-- Materials provided --
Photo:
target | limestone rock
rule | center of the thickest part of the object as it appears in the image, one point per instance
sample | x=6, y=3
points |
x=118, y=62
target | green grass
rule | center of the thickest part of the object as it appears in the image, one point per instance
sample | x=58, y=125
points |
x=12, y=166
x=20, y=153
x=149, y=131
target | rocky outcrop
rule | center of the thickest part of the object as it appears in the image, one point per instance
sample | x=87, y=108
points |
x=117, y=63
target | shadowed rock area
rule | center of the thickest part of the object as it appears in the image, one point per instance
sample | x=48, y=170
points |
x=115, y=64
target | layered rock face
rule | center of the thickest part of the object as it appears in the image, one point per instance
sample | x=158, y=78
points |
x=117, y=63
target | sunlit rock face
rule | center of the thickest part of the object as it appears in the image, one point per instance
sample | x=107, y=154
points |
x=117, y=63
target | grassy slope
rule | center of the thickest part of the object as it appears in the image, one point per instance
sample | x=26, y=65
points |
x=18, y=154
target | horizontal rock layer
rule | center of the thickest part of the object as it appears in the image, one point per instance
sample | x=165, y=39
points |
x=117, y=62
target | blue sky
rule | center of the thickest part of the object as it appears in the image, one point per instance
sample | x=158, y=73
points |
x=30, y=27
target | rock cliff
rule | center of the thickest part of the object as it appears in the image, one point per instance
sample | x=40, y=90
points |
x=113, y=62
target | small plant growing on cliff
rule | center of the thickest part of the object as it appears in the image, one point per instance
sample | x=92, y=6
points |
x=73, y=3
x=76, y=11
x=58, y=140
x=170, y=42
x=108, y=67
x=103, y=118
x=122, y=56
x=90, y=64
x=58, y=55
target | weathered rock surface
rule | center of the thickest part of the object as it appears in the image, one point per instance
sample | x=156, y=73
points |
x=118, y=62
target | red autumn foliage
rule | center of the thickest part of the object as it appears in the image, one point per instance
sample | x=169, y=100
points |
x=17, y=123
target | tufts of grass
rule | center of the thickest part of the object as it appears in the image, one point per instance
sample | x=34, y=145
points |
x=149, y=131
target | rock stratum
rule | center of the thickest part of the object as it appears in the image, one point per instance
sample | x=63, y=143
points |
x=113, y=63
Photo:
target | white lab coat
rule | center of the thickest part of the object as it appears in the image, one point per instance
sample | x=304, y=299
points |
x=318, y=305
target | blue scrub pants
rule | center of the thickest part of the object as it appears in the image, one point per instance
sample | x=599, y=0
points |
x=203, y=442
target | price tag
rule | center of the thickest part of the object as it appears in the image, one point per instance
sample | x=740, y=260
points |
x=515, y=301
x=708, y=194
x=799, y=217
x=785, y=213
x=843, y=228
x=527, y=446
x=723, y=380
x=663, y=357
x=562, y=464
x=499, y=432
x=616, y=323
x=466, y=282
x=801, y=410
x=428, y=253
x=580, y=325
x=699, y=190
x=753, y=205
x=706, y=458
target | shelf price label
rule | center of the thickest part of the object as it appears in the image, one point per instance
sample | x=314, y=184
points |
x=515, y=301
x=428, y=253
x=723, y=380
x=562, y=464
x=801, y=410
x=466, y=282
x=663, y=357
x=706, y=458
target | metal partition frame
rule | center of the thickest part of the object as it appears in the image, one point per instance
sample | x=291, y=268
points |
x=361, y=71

-- Problem to work on --
Rewrite the lines between the one holding "target | small plant growing on cliff" and the one holding "x=113, y=63", inclusive, with their requests, and multiply every answer point coordinate by 2.25, rounding to whole numbers with halves rounded up. Leave the sample coordinates in the requests unchanged.

-- Full response --
target | small plant growing on cliff
rule | center of the thickest part of the object as it appears in the image, one point per instance
sample | x=92, y=6
points |
x=164, y=7
x=171, y=25
x=131, y=315
x=383, y=95
x=243, y=151
x=232, y=266
x=275, y=126
x=203, y=144
x=131, y=124
target | weathered rock surface
rule | center of the thickest part of the object as it appears in the image, one point per instance
sample | x=156, y=73
points |
x=266, y=140
target | red autumn foliage
rule | center of the thickest part of the object as it appears in the image, one point per instance
sample | x=169, y=100
points |
x=38, y=277
target | tufts of grass
rule | center of the thickest part of the object as it appears in the image, one point per instance
sample | x=34, y=145
points |
x=335, y=295
target | rock stratum
rule | center of the thickest part of the object as it appears in the image, one point per instance
sample | x=63, y=143
points |
x=254, y=142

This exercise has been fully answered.